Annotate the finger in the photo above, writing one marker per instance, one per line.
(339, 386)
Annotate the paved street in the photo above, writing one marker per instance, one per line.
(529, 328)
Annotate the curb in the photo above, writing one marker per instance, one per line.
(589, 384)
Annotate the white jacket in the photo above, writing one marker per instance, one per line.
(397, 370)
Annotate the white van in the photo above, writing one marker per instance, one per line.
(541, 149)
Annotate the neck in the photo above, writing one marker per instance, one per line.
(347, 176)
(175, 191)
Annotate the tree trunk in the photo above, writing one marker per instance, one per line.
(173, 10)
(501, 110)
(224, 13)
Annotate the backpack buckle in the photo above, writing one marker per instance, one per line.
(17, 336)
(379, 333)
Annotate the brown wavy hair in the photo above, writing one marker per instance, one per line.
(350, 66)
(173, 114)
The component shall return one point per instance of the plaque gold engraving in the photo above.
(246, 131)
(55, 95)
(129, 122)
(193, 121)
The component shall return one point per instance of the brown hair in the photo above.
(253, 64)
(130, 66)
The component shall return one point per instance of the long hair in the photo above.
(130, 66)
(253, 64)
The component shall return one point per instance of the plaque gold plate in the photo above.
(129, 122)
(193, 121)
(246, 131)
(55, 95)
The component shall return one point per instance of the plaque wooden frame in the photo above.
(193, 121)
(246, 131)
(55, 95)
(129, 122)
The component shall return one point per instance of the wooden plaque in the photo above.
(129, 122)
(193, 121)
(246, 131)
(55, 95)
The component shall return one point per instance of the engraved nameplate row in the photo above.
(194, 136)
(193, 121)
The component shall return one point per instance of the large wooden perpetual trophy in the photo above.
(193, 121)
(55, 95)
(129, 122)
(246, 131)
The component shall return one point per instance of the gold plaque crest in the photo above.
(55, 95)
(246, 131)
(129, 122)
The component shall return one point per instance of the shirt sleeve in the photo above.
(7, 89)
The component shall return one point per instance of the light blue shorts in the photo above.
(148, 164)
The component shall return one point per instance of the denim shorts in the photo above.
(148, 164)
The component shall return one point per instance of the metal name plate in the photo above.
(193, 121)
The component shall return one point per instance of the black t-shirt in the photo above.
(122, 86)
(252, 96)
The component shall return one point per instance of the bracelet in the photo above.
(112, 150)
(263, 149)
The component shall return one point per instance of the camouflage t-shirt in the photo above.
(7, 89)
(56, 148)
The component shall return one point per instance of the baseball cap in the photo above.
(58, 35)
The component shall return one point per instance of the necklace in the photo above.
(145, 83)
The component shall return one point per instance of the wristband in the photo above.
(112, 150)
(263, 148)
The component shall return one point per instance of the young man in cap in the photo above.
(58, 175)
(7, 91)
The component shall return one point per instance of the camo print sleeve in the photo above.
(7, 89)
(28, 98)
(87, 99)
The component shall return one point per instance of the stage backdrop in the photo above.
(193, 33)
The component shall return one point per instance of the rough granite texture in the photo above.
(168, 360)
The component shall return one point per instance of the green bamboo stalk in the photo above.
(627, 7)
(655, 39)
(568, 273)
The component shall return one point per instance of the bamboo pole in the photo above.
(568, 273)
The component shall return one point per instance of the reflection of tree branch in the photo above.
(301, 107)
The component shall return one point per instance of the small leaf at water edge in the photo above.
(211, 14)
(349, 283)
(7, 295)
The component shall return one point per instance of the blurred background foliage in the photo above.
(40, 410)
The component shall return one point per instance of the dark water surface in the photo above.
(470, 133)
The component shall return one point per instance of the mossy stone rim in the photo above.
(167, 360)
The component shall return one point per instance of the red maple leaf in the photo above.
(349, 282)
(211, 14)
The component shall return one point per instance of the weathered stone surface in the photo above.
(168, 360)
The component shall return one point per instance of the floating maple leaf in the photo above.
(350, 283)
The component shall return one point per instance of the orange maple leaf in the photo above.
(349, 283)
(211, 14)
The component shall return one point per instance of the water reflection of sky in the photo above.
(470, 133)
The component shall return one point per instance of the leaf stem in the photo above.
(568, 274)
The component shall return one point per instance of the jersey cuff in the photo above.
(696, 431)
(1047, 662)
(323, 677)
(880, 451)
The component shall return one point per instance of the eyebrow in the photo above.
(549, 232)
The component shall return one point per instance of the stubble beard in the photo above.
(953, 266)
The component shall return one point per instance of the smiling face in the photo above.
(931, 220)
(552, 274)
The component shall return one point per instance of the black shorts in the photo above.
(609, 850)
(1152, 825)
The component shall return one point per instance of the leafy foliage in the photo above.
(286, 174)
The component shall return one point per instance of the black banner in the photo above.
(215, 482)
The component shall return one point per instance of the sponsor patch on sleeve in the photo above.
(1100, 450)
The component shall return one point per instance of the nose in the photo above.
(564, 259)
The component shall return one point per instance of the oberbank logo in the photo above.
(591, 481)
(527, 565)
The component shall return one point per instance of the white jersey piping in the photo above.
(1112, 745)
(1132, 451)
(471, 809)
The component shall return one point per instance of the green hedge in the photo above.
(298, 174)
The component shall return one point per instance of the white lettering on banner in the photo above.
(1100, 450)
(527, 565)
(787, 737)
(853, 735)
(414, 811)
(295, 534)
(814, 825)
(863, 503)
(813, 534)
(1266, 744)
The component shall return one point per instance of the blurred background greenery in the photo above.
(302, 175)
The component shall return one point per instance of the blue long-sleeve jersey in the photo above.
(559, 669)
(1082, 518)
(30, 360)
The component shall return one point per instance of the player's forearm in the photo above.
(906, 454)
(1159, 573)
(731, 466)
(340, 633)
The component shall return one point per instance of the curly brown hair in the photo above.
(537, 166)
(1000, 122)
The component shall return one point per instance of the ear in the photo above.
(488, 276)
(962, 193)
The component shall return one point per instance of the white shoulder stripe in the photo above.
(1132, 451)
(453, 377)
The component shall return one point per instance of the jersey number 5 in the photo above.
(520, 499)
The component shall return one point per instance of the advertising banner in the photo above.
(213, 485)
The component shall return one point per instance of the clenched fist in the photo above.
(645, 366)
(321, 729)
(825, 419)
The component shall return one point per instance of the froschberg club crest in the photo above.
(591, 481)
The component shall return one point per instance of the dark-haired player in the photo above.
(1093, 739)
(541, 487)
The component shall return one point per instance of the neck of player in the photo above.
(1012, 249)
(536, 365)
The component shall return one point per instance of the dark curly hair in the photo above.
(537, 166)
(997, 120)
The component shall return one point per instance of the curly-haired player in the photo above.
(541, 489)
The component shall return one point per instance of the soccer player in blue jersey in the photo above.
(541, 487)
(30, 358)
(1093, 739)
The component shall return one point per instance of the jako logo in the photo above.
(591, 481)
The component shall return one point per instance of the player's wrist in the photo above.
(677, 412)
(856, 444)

How to complete this task:
Each entry, from start to finish, must be restated exactly.

Final answer:
Annotate the finger in the photo above, writing one marker per instance, one per line.
(339, 386)
Annotate the paved street in the photo above, writing one marker per instance, one per line.
(529, 328)
Annotate the curb in the photo above, writing one marker per instance, one per line.
(589, 384)
Annotate the white jacket in the photo above, writing one marker per instance, one per line.
(397, 370)
Annotate the white van in the photo above, writing one marker per instance, one per line.
(541, 149)
Annotate the neck in the photo above, writing one marker per instance, one per line.
(347, 176)
(175, 191)
Annotate the tree trunk in the photo above, writing one marker per instance, one per line.
(173, 10)
(501, 110)
(224, 13)
Annotate the backpack buckle in the photo above, writing one marker per instance, one per line.
(17, 336)
(379, 333)
Annotate the brown wavy hair in the photo above, writing one marker per instance, one per line.
(350, 66)
(173, 114)
The component shall return one point per instance of the plaque gold engraving in the photo above.
(246, 131)
(55, 95)
(129, 122)
(193, 121)
The component shall return one point per instance of the brown hair in the photo above.
(253, 64)
(130, 66)
The component shall return one point per instance of the long hair in the photo above.
(130, 66)
(253, 64)
The component shall return one point per instance of the plaque gold plate in the photo above.
(129, 122)
(193, 121)
(246, 131)
(55, 95)
The component shall return one point per instance of the plaque wooden frame in the photo above.
(193, 121)
(246, 131)
(55, 95)
(129, 122)
The component shall return one point per instance of the wooden plaque in the photo above.
(129, 122)
(193, 121)
(246, 131)
(55, 95)
The component shall return one point per instance of the engraved nameplate row in the photo above.
(194, 136)
(193, 121)
The component shall return one point per instance of the large wooden perpetual trophy in the photo above.
(193, 121)
(55, 95)
(129, 122)
(246, 131)
The component shall return one point per instance of the gold plaque crest in the photo above.
(55, 95)
(246, 131)
(129, 122)
The component shall return one point per instance of the shirt sleeve in the photo above.
(7, 89)
The component shall return one point per instance of the light blue shorts in the photo above.
(148, 164)
The component shall return one point per instance of the denim shorts in the photo above.
(148, 164)
The component shall return one point per instance of the metal name plate in the photo above.
(193, 121)
The component shall return one point per instance of the black t-shirt in the photo above.
(122, 86)
(252, 96)
The component shall return one point per instance of the bracelet in the photo above.
(112, 150)
(263, 149)
The component shall return one point per instance of the camouflage t-shirt in the photo above.
(7, 89)
(56, 148)
The component shall return one point per instance of the baseball cap in the photo above.
(58, 35)
The component shall return one point per instance of the necklace in the photo above.
(145, 83)
The component shall return one point per instance of the wristband in the photo above.
(112, 150)
(263, 148)
The component shall return one point per instance of the young man in cap in the photo above.
(58, 175)
(7, 91)
The component shall return one point per instance of the camo print sleeve in the photo above.
(7, 89)
(28, 98)
(87, 99)
The component shall return one point per instance of the stage backdrop in the photo above.
(193, 33)
The component shall return one point per instance of the rough granite texture in the photo above.
(168, 360)
The component shall return one point per instance of the green bamboo stalk in the photo above.
(627, 7)
(655, 39)
(568, 273)
The component shall return one point per instance of the bamboo pole in the photo above.
(568, 273)
The component shall return one point per instance of the reflection of tree branch in the photo above.
(301, 107)
The component shall return one point per instance of the small leaf at water edge in the photo above.
(211, 14)
(349, 283)
(7, 295)
The component shall return one point per instance of the blurred background foliage in the photo above.
(40, 410)
The component shall return one point per instance of the dark water surface in the photo above.
(470, 133)
The component shall return one point per instance of the mossy stone rim in the photo above.
(167, 360)
The component shall return one point per instance of the red maple leaf in the photo above.
(349, 282)
(211, 14)
The component shall return one point per instance of the weathered stone surface in the photo above.
(168, 360)
The component shall return one point per instance of the floating maple leaf in the photo above.
(350, 283)
The component shall return one point per instance of the orange maple leaf in the photo above.
(349, 283)
(211, 14)
The component shall return one point per instance of the water reflection of sky in the photo above.
(470, 133)
The component shall return one point per instance of the leaf stem in the photo above.
(568, 274)
The component shall return one point per instance of the jersey cuff in the photo above.
(696, 431)
(1047, 662)
(323, 677)
(880, 451)
The component shall return one point per instance of the eyebrow in the photo above.
(549, 232)
The component shall return one point per instance of the stubble beard in the photo above.
(953, 266)
The component shall return one point per instance of the smiling face in the photo above.
(931, 220)
(552, 274)
The component shall return one point per instance of the black shorts in the photo above.
(609, 850)
(1152, 825)
The component shall return one point per instance of the leafy foliage in the photo above.
(286, 174)
The component shall return one point per instance of the black banner in the photo above.
(215, 482)
The component shall return one point per instance of the sponsor patch on sleeve in the photo above.
(1100, 450)
The component shall return one point per instance of the nose in the photo above.
(564, 259)
The component shall return one point per instance of the oberbank logo in the photo above.
(591, 481)
(527, 565)
The component shall return one point per instance of the white jersey piping in the photo above.
(1112, 745)
(1132, 451)
(471, 809)
The component shall return one point per instance of the green hedge in the photo above.
(298, 174)
The component shall return one point per instance of the white lettering on banner in the photo above.
(1100, 450)
(527, 565)
(787, 737)
(853, 735)
(414, 811)
(295, 534)
(814, 825)
(863, 503)
(813, 534)
(1266, 744)
The component shall return one point per instance of the blurred background greenery in the photo above.
(302, 175)
The component shall return one point per instance of the blue long-sleeve jersey in the photo above.
(559, 669)
(1082, 518)
(30, 360)
The component shall return one point per instance of the player's forearm in the photo above.
(906, 454)
(1159, 573)
(731, 466)
(340, 633)
The component shall return one point per instance of the curly brown hair in the photo above.
(537, 166)
(1000, 122)
The component shall return one point per instance of the ear in the photo above.
(488, 276)
(962, 193)
The component shall return one point per instance of the white shoulder stripe in the photo above.
(1132, 451)
(453, 377)
The component shall return one point per instance of the jersey number 5 in the photo above.
(520, 499)
The component shall return one point per instance of the advertising banner in the photo above.
(213, 485)
The component shall return one point per instance of the clenched fist in the photo above.
(645, 366)
(321, 729)
(825, 419)
The component shall return one point per instance of the froschberg club crest in the photo above.
(591, 481)
The component shall return one point per instance of the dark-haired player in the photo above.
(1093, 739)
(541, 487)
The component shall return one point per instance of the neck of player in the photo above.
(1012, 249)
(536, 365)
The component shall return one point per instance of the dark curly hair in the photo above.
(537, 166)
(997, 120)
The component shall return one point per instance of the curly-haired player in the photo above.
(541, 489)
The component shall return one point per instance of the soccer player in blue jersey in the photo above.
(541, 487)
(30, 358)
(1093, 739)
The component shall return one point per instance of the jako logo in the photo above.
(591, 481)
The component shall return one point per instance of the player's wrist in the photo above.
(677, 412)
(856, 444)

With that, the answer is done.